### [RECORD SET]
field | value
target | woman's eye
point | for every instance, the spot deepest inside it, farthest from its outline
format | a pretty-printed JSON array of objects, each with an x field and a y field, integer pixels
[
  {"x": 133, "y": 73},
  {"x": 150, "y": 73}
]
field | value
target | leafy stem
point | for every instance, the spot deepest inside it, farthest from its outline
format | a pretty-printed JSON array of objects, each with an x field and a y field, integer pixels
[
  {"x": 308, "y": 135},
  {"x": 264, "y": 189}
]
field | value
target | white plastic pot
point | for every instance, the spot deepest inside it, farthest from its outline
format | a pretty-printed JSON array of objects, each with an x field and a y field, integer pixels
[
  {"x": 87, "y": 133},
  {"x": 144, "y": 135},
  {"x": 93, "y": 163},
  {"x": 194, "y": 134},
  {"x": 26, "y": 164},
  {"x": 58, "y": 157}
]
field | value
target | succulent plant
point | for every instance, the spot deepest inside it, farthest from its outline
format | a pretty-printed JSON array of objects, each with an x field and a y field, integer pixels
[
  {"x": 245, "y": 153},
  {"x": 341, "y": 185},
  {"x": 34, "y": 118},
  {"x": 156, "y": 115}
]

### [TASK PROMPT]
Reproduce each of the lines above word for word, keeping their order.

### [COMPLETE ANSWER]
field | value
target | woman's eye
point | for every instance, the spot deepest inside it, farthest from its outline
format | a pretty-printed JSON array of objects, each with an x field and a y field, integer pixels
[
  {"x": 133, "y": 73},
  {"x": 150, "y": 73}
]
field | value
target | leafy stem
point | for every instance, the spot deepest inside it, farthest from its outline
format | a pretty-printed JSON array of objects, each with an x field and a y field, integer pixels
[
  {"x": 308, "y": 135},
  {"x": 264, "y": 189}
]
field | value
target | white plastic pot
point | for every instance, the spot deepest inside it, farthest from its outline
format | a pretty-printed JSON array of objects, each with an x field and a y field, integer pixels
[
  {"x": 87, "y": 133},
  {"x": 144, "y": 135},
  {"x": 93, "y": 163},
  {"x": 194, "y": 134},
  {"x": 26, "y": 164},
  {"x": 58, "y": 157}
]
field | value
target | succulent plant
point | for every instance, the spot deepest inside it, farthest from its outline
format | a pretty-printed JSON array of objects, each with an x field and a y field, integer pixels
[
  {"x": 245, "y": 153},
  {"x": 341, "y": 185},
  {"x": 34, "y": 118},
  {"x": 156, "y": 115}
]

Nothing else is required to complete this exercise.